DATA IN THIS EXERCISE START
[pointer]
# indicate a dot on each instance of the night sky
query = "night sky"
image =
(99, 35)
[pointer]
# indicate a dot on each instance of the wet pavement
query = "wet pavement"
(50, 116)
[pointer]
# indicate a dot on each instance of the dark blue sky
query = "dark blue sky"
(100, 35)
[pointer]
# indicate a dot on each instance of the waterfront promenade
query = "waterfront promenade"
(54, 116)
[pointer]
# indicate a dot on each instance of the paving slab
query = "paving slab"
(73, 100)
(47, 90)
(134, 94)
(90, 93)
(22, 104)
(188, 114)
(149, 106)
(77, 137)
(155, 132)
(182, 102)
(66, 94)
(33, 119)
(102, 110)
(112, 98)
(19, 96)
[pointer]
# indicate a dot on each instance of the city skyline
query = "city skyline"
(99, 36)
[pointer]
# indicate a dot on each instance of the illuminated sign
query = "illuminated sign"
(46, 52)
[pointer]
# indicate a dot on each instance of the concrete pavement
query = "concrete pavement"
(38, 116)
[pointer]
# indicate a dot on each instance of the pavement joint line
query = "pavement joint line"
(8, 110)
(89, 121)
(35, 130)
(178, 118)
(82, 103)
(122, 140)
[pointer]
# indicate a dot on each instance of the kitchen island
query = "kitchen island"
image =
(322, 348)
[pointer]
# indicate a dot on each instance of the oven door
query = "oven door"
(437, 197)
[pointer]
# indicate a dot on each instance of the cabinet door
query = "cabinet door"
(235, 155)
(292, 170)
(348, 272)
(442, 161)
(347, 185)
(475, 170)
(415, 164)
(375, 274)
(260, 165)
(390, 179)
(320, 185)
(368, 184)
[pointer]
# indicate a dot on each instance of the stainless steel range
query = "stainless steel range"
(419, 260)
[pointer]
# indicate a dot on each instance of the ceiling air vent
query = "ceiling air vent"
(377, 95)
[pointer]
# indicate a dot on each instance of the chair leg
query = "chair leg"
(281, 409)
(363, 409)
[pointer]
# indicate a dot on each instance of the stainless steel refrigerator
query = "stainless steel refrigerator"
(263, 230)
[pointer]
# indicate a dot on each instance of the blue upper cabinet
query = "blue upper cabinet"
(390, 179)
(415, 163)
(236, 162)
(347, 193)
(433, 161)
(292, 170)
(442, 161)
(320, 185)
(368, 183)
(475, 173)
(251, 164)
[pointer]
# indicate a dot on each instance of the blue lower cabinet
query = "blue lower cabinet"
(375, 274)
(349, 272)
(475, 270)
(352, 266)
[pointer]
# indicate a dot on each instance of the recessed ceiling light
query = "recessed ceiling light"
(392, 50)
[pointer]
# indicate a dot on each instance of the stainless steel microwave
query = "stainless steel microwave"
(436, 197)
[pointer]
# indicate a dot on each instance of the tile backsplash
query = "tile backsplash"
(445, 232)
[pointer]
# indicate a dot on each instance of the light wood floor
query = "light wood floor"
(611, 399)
DATA IN THIS EXERCISE END
Word for word, give the records again.

[pointer]
# indicate a dot on each instance of the night sky
query = "night sky"
image =
(99, 35)
[pointer]
# indicate a dot on each instance of the wet pavement
query = "wet pavement"
(50, 116)
[pointer]
# indicate a dot on each instance of the dark blue sky
query = "dark blue sky"
(100, 35)
[pointer]
# indicate a dot on each instance of the waterfront promenade
query = "waterfront promenade"
(54, 116)
[pointer]
# indicate a dot on each instance of the paving slab
query = "paving slab"
(73, 100)
(47, 90)
(134, 94)
(90, 93)
(22, 104)
(188, 114)
(149, 106)
(77, 137)
(155, 132)
(182, 102)
(66, 94)
(33, 119)
(102, 110)
(112, 98)
(19, 96)
[pointer]
# indicate a dot on each instance of the city skyline
query = "city skyline"
(99, 36)
[pointer]
# indicate a dot on each instance of the illuminated sign
query = "illuminated sign"
(46, 52)
[pointer]
# indicate a dot on each instance of the concrete pavement
query = "concrete pavement"
(38, 116)
[pointer]
# indicate a dot on each instance of the pavement joint line
query = "pavement joint line"
(8, 110)
(89, 121)
(35, 130)
(178, 118)
(82, 103)
(122, 140)
[pointer]
# indicate a dot on each instance of the kitchen island
query = "kitchen island"
image =
(322, 348)
[pointer]
# indicate a dot on each instance of the oven door
query = "oven door"
(437, 197)
[pointer]
# indicate a dot on each instance of the cabinet door
query = "cabinet door"
(235, 155)
(292, 170)
(348, 272)
(442, 161)
(347, 185)
(475, 170)
(415, 164)
(375, 274)
(260, 165)
(390, 179)
(320, 185)
(368, 184)
[pointer]
# indicate a dot on each instance of the stainless steel range
query = "stainless steel range"
(419, 260)
[pointer]
# indicate a dot on each instance of the ceiling air vent
query = "ceiling air vent"
(377, 95)
[pointer]
# indicate a dot on each instance of the chair leg
query = "chair leg"
(281, 409)
(363, 409)
[pointer]
# indicate a dot on each instance of the stainless steel refrigerator
query = "stainless steel refrigerator"
(263, 230)
[pointer]
# indicate a dot on each instance of the blue upper cabinet
query = "blue upper cabinet"
(390, 179)
(415, 163)
(236, 162)
(347, 193)
(433, 161)
(292, 170)
(442, 161)
(320, 185)
(368, 183)
(475, 173)
(251, 164)
[pointer]
# indicate a dot on each instance of the blue lower cabinet
query = "blue lower cabinet"
(375, 274)
(349, 272)
(475, 270)
(352, 266)
[pointer]
# indicate a dot on each instance of the recessed ceiling light
query = "recessed ceiling light"
(392, 50)
[pointer]
# indicate a dot on each instance of the stainless steel microwave
query = "stainless steel microwave"
(436, 197)
[pointer]
# indicate a dot on each instance of the tile backsplash
query = "tile backsplash"
(445, 232)
[pointer]
# indicate a dot on each instance of the light wood floor
query = "light wood floor"
(611, 399)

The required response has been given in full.